- **GOAL OF THE EXERCISE**
Please give the entries below again exactly, omitting every picture.

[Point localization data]
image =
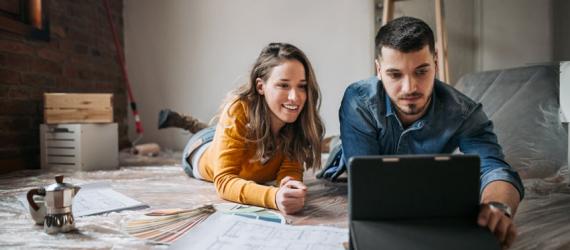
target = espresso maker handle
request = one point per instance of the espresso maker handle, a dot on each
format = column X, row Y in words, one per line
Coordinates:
column 30, row 196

- **PROBLEM SOLUTION**
image =
target = espresso maker handle
request = one point per instance of the espresso maker handle, a dot on each
format = column X, row Y in words, one per line
Coordinates:
column 30, row 196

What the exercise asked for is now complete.